◆ LIST OF TASKS
1) List the developments that Platypus5's post in the forum thread says make things different now from the way they were during the Great Crusade.
2) Reproduce word for word the stretch of the forum thread from "## Platypus5 (Apr" through "Fleets start emerging..".

◆ ARTICLE
----------------------------------------

How does that make Chaos evil?


----------



## Platypus5 (Apr 7, 2010)

Child-of-the-Emperor said:


> Those 'Heroic Saves' are plausable and do happen, but ultimately they mean nothing. The Ultramarines fighting off Behemoth you say? Won't really mean much when dozens of other Hive Fleets start emerging..


If heroic saves don't matter, then that implies Sebastian Thor didn't save the Imperium. Or that the Tau would have survived without the Ethereals.

And going back to an earlier point, the reason I think the Emperor would not go to war against the Tau and Eldar is that things _aren't_ the way they were during the Great Crusade. Now, with Chaos developing a new champion, (abbadon) the Necrons awakening, and the 'Nids arriving, things are different. And by this point, the Tau would have grown significantly. So, I think the Emperor would want at least a temporary alliance.


----------



## Child-of-the-Emperor (Feb 22, 2009)

Platypus5 said:


> If heroic saves don't matter, then that implies Sebastian Thor didn't save the Imperium. Or that the Tau would have survived without the Ethereals.


What I meant was that *ultimately* they don't matter. In the end they won't have made a difference. The coming of the Ethereals enabled the emergence of the Tau Empire, but in the end that won't mean anything when the Tau Empire is reduced to rubble.



Platypus5 said:


> And going back to an earlier point, the reason I think the Emperor would not go to war against the Tau and Eldar is that things _aren't_ the way they were during the Great Crusade. Now, with Chaos developing a new champion, (abbadon) the Necrons awakening, and the 'Nids arriving, things are different. And by this point, the Tau would have grown significantly. So, I think the Emperor would want at least a temporary alliance.

----------------------------------------

◆ DATASET CONTENT

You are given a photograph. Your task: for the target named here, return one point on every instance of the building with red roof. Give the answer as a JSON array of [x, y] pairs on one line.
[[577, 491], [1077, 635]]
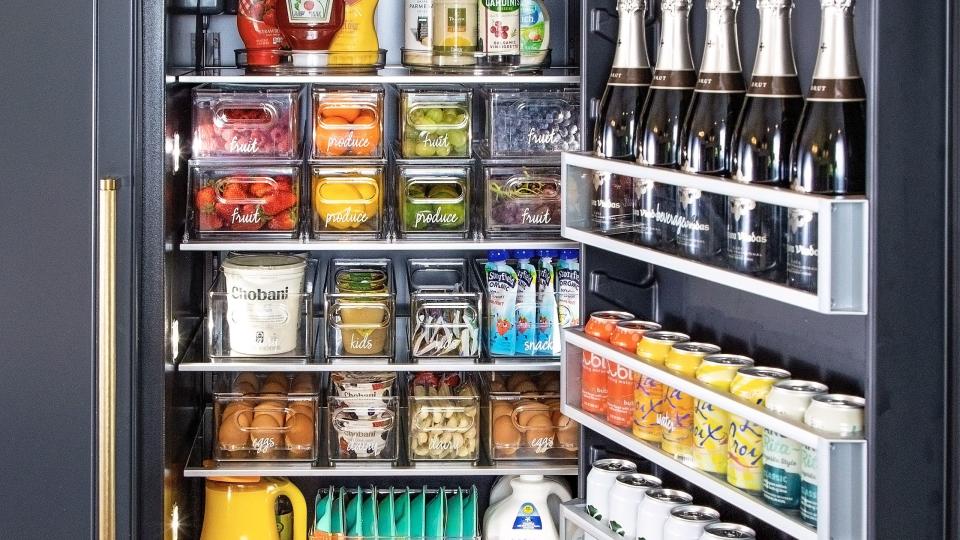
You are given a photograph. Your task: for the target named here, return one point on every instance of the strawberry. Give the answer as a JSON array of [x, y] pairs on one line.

----------------------------------------

◆ FULL ANSWERS
1)
- Chaos developing a new champion (abbadon)
- the Necrons awakening
- the 'Nids arriving

2)
## Platypus5 (Apr 7, 2010)

Child-of-the-Emperor said:


> Those 'Heroic Saves' are plausable and do happen, but ultimately they mean nothing. The Ultramarines fighting off Behemoth you say? Won't really mean much when dozens of other Hive Fleets start emerging..